Task objective
Render all of the material below as a numbered list of its lines, skipping any blank lines and leaving out the pictures.

---------- Stored records

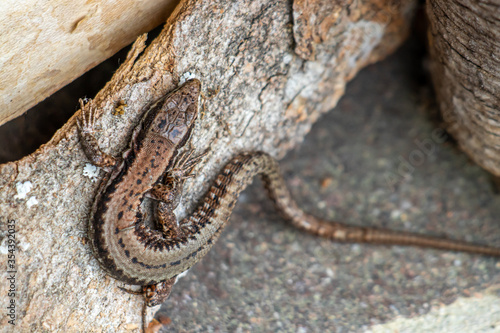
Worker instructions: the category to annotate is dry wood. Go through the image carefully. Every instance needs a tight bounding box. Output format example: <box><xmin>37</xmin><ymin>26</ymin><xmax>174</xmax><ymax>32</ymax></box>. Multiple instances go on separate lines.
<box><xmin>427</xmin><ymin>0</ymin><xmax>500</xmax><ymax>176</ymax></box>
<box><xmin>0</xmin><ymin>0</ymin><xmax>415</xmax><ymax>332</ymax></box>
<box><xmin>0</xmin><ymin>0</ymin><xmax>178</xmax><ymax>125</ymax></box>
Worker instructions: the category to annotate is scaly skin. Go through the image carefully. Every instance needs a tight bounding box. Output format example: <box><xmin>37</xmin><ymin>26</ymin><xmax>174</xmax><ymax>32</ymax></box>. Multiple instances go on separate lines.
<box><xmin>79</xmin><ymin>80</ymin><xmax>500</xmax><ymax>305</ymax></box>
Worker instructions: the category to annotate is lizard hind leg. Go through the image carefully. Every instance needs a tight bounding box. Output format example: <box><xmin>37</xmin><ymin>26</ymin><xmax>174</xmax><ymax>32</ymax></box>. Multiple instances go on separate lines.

--------------------

Completed task
1. Worker instructions: the category to annotate is dry wood. Go through the image carefully. Every instance needs a tight bounding box. Output format example: <box><xmin>37</xmin><ymin>26</ymin><xmax>174</xmax><ymax>32</ymax></box>. Multiple instances go on separate lines.
2. <box><xmin>427</xmin><ymin>0</ymin><xmax>500</xmax><ymax>176</ymax></box>
3. <box><xmin>0</xmin><ymin>0</ymin><xmax>415</xmax><ymax>332</ymax></box>
4. <box><xmin>0</xmin><ymin>0</ymin><xmax>178</xmax><ymax>125</ymax></box>
5. Worker instructions: the category to annotate is scaly skin. Go through the image carefully. Every instance needs a tight bounding box. Output format example: <box><xmin>37</xmin><ymin>26</ymin><xmax>174</xmax><ymax>32</ymax></box>. Multiple instances go on separate lines.
6. <box><xmin>79</xmin><ymin>80</ymin><xmax>500</xmax><ymax>305</ymax></box>
7. Worker instructions: the category to annotate is lizard hind leg. Go through the image carefully. Every instance needs a tight bounding box. Output format example: <box><xmin>37</xmin><ymin>26</ymin><xmax>174</xmax><ymax>32</ymax></box>. Multiple instances go on separate lines.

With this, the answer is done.